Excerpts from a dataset
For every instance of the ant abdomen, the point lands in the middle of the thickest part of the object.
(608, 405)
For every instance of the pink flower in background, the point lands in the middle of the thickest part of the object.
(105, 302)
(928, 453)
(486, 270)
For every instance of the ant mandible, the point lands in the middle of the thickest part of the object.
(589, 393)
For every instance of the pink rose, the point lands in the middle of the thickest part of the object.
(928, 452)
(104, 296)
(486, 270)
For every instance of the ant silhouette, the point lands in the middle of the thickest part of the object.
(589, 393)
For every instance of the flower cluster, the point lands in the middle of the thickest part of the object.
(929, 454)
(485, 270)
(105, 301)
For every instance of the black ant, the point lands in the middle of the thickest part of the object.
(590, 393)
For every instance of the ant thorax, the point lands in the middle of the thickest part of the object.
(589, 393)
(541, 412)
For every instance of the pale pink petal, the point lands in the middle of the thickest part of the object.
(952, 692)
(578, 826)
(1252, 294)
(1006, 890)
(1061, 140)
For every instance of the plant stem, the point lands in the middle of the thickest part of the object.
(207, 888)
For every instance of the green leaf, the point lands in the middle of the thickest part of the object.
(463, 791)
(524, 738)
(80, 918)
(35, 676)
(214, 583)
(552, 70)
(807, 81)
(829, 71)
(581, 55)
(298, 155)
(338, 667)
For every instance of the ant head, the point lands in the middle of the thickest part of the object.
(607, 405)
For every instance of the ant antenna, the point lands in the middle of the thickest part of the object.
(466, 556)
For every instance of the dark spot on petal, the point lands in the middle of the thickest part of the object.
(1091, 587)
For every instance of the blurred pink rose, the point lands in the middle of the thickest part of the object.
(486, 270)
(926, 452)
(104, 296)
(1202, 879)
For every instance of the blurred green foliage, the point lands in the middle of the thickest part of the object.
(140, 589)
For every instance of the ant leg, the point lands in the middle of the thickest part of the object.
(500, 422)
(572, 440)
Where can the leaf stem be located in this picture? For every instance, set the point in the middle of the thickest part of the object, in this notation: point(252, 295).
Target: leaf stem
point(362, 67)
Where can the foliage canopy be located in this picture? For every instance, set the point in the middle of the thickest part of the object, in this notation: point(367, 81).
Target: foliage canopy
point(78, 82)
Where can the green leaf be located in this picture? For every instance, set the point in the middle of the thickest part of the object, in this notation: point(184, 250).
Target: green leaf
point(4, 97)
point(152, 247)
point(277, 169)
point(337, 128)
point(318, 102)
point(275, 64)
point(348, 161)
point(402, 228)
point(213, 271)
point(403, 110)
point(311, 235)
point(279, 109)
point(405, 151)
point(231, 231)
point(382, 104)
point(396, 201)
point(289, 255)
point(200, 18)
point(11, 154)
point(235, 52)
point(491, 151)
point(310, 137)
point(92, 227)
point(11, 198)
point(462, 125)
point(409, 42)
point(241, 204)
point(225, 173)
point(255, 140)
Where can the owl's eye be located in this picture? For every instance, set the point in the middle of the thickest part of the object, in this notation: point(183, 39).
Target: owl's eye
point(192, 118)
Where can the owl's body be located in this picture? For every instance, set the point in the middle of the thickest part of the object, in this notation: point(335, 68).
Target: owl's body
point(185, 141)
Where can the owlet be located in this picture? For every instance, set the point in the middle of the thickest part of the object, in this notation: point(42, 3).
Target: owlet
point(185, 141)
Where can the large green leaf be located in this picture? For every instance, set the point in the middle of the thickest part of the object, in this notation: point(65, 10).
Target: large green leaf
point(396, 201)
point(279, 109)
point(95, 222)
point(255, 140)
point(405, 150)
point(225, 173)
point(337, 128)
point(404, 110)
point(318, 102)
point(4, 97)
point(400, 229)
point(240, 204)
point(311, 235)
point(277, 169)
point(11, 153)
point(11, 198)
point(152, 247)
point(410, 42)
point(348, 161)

What you have to do —
Copy out each line in the preceding records that contains "notation".

Written answer —
Where can the leaf stem be located in this picture? For every instance, set the point in the middle of the thickest part of the object, in this notation: point(252, 295).
Where can the foliage canopy be located in this picture? For every instance, set the point in the middle of the thickest part of the object, in this notation: point(367, 81).
Where can the green leaf be located in this picture? For every instance, set the point in the middle of the thickest part of the object, in this notation: point(184, 250).
Where can the owl's eye be located in this picture? For every instance, set the point in the middle of the thickest part of the object, in this notation: point(183, 39).
Where can the owl's body be located in this picture? For every instance, set the point in the middle of the thickest part of the object, in this notation: point(335, 68).
Where can the owlet be located in this picture? For every instance, set the point in the middle of the thickest part of the object, in this notation: point(42, 3).
Where can the large green leaf be located in this picture? For every instance, set the point in the middle of the thickest part of the object, in this notation: point(65, 10).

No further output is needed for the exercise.